### TEXT SECTION:
━━━━━━━━━━━━━━━━━━━━
The Misrepresentation of Trans People in Hollywood and Bollywood
Words by Vidal D'costa
"Representation is often more about courting advertisers and drawing in consumers than it is about transforming our world to be more open to LGBTQ people." - Nicole Morse
For years, trans people within the film industry have not only struggled to find acceptance as members of the ‘fraternity’ but also for representation on screen. Whenever movies do end up representing trans characters, they do so in a manner that only stereotypes and humiliates the trans community rather than presenting them positively. A majority of movies in both Hollywood and Bollywood that I have come across during my research for this article choose to misrepresent trans people through a series of transphobic tropes such as the trans villainess, deceivers in disguise and, of course, a favourite among filmmakers- as comic relief. The ‘cis perspective’ is another method of misrepresentation that rears its ugly head in the fraternity. The focus of this article is on the misrepresentation of trans people in Bollywood and Hollywood movies and its after effects on trans people in real life, taking into consideration several decades: movies from the 70s since this was a tense decade for the LGBTQIA+ community due to the Stonewall riots wherein members of the community were attacked brutally by the police; the 90s when independent filmmakers embraced the new queer cinema movement but mainstream still opted for stereotypical queer representation; and the early 2000s and recent releases. It will conclude with the re-evaluation as well as an evolution of the film industry’s dated treatment and the potential doing away of such transphobic tropes through the years, especially in recent times.
━━━━━━━━━━━━━━━━━━━━
### PROVIDED MATERIAL:
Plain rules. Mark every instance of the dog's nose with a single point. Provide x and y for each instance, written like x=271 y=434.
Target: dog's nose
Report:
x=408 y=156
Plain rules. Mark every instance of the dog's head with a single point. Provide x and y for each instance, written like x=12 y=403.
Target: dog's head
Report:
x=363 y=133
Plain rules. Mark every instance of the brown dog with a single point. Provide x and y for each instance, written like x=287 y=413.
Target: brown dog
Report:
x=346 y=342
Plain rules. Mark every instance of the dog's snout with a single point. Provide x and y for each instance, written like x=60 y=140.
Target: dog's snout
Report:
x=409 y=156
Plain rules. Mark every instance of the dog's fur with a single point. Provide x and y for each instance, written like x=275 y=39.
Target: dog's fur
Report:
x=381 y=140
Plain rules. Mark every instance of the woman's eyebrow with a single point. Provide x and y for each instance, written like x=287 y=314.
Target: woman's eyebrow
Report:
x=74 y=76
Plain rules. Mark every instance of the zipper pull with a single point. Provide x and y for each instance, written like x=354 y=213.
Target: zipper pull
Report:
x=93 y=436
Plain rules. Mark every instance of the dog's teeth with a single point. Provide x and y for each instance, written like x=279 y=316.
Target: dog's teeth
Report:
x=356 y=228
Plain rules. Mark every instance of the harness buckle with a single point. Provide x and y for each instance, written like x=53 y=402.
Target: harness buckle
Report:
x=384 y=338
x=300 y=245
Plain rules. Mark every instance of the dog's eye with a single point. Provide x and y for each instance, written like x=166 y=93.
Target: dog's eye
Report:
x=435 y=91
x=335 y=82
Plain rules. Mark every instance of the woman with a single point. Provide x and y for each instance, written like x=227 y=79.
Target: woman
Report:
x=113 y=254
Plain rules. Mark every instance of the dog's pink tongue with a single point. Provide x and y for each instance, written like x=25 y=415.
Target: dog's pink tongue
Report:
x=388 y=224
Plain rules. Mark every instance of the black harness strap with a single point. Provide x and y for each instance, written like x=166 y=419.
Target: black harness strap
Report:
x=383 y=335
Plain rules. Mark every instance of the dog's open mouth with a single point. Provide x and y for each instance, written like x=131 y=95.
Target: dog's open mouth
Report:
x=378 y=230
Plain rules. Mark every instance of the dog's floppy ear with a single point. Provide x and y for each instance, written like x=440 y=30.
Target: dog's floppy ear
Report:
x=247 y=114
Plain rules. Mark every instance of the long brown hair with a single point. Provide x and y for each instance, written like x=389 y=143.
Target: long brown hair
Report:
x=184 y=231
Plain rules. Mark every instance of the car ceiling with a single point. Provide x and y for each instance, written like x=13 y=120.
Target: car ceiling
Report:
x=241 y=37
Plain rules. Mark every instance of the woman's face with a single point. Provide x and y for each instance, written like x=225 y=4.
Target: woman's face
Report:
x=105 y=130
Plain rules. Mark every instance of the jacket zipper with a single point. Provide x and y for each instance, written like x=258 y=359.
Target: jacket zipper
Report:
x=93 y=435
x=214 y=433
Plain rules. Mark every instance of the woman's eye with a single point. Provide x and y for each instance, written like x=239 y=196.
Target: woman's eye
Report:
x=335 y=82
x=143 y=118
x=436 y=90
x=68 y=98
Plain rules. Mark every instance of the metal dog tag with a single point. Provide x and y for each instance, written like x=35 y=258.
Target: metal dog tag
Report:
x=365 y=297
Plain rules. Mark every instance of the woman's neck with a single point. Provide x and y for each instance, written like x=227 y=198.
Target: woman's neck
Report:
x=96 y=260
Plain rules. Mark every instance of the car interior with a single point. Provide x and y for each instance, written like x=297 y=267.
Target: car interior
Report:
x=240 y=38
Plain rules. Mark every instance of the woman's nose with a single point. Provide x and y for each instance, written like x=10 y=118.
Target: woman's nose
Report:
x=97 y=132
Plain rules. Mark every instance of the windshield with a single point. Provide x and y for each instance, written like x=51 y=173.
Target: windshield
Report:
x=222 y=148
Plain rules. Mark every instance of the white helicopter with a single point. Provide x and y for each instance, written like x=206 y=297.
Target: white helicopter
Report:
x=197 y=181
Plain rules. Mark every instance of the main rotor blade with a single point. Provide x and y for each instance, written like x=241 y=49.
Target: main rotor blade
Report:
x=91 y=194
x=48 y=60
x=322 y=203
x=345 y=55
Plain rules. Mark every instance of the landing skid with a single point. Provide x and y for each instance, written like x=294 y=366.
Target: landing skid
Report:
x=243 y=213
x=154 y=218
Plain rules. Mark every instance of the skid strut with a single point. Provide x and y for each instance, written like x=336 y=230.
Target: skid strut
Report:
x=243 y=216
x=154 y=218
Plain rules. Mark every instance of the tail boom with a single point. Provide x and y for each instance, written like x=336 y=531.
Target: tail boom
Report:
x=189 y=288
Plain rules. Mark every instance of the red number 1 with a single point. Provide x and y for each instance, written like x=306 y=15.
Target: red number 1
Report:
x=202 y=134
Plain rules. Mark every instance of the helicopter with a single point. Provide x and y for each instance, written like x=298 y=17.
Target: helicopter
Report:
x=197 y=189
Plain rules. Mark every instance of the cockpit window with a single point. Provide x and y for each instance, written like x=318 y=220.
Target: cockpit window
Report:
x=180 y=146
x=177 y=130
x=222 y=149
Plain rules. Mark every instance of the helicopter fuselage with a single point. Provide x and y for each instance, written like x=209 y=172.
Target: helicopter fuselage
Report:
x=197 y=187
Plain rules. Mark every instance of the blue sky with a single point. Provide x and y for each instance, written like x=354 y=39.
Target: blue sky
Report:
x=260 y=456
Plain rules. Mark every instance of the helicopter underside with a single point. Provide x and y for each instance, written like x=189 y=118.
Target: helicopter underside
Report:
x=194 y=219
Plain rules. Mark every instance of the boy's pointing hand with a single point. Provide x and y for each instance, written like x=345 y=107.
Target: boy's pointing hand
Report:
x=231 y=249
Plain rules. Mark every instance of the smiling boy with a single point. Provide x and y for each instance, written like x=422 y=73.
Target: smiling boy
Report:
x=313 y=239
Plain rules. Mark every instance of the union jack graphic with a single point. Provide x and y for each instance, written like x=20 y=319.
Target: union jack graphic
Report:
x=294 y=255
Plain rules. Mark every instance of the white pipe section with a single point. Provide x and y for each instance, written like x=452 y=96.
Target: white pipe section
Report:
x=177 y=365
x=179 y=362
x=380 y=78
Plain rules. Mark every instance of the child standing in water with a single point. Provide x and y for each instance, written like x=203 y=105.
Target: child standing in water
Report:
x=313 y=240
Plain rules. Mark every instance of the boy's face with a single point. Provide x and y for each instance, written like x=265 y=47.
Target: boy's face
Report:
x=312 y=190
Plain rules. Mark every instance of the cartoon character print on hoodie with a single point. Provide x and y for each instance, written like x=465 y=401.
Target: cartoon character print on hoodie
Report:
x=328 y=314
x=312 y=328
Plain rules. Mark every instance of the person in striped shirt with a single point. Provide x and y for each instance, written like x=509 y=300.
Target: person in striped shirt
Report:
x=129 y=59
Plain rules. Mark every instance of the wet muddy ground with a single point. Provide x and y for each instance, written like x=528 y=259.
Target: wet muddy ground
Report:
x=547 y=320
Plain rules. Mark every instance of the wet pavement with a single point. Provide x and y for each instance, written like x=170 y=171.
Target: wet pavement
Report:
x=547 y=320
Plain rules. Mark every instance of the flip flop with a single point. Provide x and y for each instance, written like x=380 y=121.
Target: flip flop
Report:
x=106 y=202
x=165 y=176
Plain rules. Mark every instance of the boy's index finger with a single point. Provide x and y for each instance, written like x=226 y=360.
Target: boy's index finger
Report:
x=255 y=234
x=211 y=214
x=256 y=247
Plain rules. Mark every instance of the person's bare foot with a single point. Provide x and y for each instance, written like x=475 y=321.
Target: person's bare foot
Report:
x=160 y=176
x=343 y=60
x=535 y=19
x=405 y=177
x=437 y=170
━━━━━━━━━━━━━━━━━━━━
### DIRECTIVE A:
Using the article on the misrepresentation of trans people in Hollywood and Bollywood, answer the following:
(i) Who is quoted at the opening of the article?
(ii) Which event does the article cite as making the 70s a tense decade for the LGBTQIA+ community?
(iii) Which transphobic trope does the article call a favourite among filmmakers?
### DIRECTIVE B:
From the records, output verbatim the lines starting at the line that contains "Plain rules. Mark every instance of the skid" and ending at the line that contains "x=194 y=219", with both of those lines included.

### FINAL ANSWER A:
(i) Nicole Morse
(ii) The Stonewall riots
(iii) Comic relief

### FINAL ANSWER B:
Plain rules. Mark every instance of the skid strut with a single point. Provide x and y for each instance, written like x=336 y=230.
Target: skid strut
Report:
x=243 y=216
x=154 y=218
Plain rules. Mark every instance of the tail boom with a single point. Provide x and y for each instance, written like x=336 y=531.
Target: tail boom
Report:
x=189 y=288
Plain rules. Mark every instance of the red number 1 with a single point. Provide x and y for each instance, written like x=306 y=15.
Target: red number 1
Report:
x=202 y=134
Plain rules. Mark every instance of the helicopter with a single point. Provide x and y for each instance, written like x=298 y=17.
Target: helicopter
Report:
x=197 y=189
Plain rules. Mark every instance of the cockpit window with a single point. Provide x and y for each instance, written like x=318 y=220.
Target: cockpit window
Report:
x=180 y=146
x=177 y=130
x=222 y=149
Plain rules. Mark every instance of the helicopter fuselage with a single point. Provide x and y for each instance, written like x=209 y=172.
Target: helicopter fuselage
Report:
x=197 y=187
Plain rules. Mark every instance of the blue sky with a single point. Provide x and y for each instance, written like x=354 y=39.
Target: blue sky
Report:
x=260 y=456
Plain rules. Mark every instance of the helicopter underside with a single point. Provide x and y for each instance, written like x=189 y=118.
Target: helicopter underside
Report:
x=194 y=219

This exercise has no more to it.